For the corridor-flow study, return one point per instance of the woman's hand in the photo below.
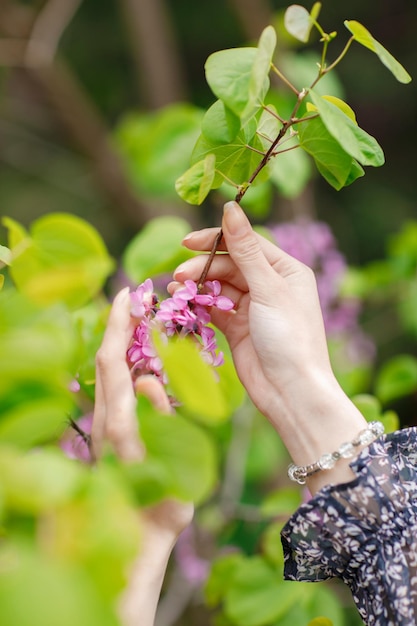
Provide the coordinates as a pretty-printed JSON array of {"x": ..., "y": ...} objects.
[
  {"x": 277, "y": 339},
  {"x": 115, "y": 423}
]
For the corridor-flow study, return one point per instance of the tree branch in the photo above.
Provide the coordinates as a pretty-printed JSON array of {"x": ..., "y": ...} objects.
[{"x": 158, "y": 65}]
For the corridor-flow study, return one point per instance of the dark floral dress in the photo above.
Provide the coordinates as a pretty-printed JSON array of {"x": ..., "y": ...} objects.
[{"x": 365, "y": 532}]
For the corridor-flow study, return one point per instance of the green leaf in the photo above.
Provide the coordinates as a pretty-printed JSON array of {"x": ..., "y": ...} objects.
[
  {"x": 33, "y": 483},
  {"x": 333, "y": 163},
  {"x": 5, "y": 255},
  {"x": 63, "y": 260},
  {"x": 397, "y": 378},
  {"x": 353, "y": 140},
  {"x": 184, "y": 451},
  {"x": 262, "y": 65},
  {"x": 368, "y": 405},
  {"x": 239, "y": 76},
  {"x": 364, "y": 37},
  {"x": 271, "y": 545},
  {"x": 258, "y": 596},
  {"x": 55, "y": 592},
  {"x": 281, "y": 502},
  {"x": 156, "y": 248},
  {"x": 221, "y": 577},
  {"x": 192, "y": 381},
  {"x": 234, "y": 160},
  {"x": 298, "y": 21},
  {"x": 194, "y": 185},
  {"x": 220, "y": 125},
  {"x": 35, "y": 421},
  {"x": 156, "y": 147},
  {"x": 341, "y": 104},
  {"x": 290, "y": 172}
]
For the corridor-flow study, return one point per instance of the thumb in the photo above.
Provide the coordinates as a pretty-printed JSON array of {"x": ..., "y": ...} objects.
[{"x": 245, "y": 250}]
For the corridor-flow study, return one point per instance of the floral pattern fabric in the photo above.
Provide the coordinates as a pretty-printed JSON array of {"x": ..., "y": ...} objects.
[{"x": 365, "y": 533}]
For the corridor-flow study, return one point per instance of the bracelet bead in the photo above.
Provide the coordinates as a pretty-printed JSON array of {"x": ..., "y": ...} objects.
[{"x": 299, "y": 473}]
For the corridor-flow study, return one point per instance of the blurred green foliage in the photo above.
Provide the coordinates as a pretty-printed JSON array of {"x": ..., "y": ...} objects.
[{"x": 67, "y": 534}]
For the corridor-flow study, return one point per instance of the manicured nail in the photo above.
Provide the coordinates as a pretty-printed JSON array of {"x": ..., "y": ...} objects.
[
  {"x": 189, "y": 236},
  {"x": 235, "y": 220}
]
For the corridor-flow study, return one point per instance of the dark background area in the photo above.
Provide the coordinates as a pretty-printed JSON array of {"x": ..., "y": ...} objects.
[{"x": 117, "y": 56}]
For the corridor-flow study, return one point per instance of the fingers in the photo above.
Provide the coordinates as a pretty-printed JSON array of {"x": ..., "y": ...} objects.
[
  {"x": 242, "y": 245},
  {"x": 114, "y": 414},
  {"x": 222, "y": 268},
  {"x": 153, "y": 389}
]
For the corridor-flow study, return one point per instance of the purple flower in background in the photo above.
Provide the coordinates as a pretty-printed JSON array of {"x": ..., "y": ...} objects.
[
  {"x": 313, "y": 244},
  {"x": 143, "y": 299}
]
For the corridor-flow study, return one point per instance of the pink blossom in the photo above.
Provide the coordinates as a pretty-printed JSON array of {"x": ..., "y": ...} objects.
[{"x": 142, "y": 300}]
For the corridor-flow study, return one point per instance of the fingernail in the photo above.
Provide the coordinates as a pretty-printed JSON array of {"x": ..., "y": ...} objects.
[
  {"x": 179, "y": 270},
  {"x": 234, "y": 218},
  {"x": 189, "y": 236}
]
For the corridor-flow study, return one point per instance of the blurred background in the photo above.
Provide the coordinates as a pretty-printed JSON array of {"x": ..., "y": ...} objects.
[
  {"x": 100, "y": 104},
  {"x": 73, "y": 71}
]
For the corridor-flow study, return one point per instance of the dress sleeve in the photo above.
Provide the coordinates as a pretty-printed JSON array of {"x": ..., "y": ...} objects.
[{"x": 364, "y": 532}]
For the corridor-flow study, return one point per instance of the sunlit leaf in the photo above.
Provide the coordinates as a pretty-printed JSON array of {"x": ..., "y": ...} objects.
[
  {"x": 64, "y": 259},
  {"x": 232, "y": 78},
  {"x": 193, "y": 381},
  {"x": 220, "y": 124},
  {"x": 298, "y": 22},
  {"x": 33, "y": 483},
  {"x": 368, "y": 405},
  {"x": 364, "y": 37},
  {"x": 333, "y": 163},
  {"x": 258, "y": 595},
  {"x": 353, "y": 140},
  {"x": 236, "y": 161},
  {"x": 290, "y": 171},
  {"x": 221, "y": 577},
  {"x": 184, "y": 451},
  {"x": 55, "y": 592},
  {"x": 35, "y": 421},
  {"x": 156, "y": 249},
  {"x": 5, "y": 255},
  {"x": 156, "y": 147},
  {"x": 282, "y": 501},
  {"x": 343, "y": 106},
  {"x": 261, "y": 67},
  {"x": 194, "y": 185}
]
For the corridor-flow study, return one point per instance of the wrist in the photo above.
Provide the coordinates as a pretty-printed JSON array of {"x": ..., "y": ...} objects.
[{"x": 313, "y": 416}]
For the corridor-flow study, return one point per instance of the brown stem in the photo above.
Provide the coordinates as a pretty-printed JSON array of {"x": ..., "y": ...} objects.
[{"x": 243, "y": 188}]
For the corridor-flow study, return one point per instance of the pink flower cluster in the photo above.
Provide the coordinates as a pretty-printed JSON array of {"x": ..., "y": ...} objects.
[
  {"x": 313, "y": 244},
  {"x": 185, "y": 313}
]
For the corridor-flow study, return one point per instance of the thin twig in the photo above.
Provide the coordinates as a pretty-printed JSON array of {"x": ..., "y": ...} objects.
[{"x": 47, "y": 30}]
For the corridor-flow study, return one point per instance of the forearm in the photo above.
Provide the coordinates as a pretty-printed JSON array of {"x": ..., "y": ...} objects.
[
  {"x": 314, "y": 417},
  {"x": 139, "y": 602}
]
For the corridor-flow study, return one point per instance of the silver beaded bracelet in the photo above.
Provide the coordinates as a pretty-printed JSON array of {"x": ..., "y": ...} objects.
[{"x": 299, "y": 473}]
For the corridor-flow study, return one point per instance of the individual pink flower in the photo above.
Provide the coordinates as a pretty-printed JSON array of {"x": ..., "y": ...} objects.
[
  {"x": 212, "y": 296},
  {"x": 74, "y": 444},
  {"x": 143, "y": 299}
]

> [What you have to do]: Wherever a line in the listing contains the word "leaf", copy that line out.

> [The completed task]:
For the corridor-flow study, return one point per instance of the green leaf in the photo above.
For the corridor-flow study, return one point per instance of the sunlit leaf in the photo above.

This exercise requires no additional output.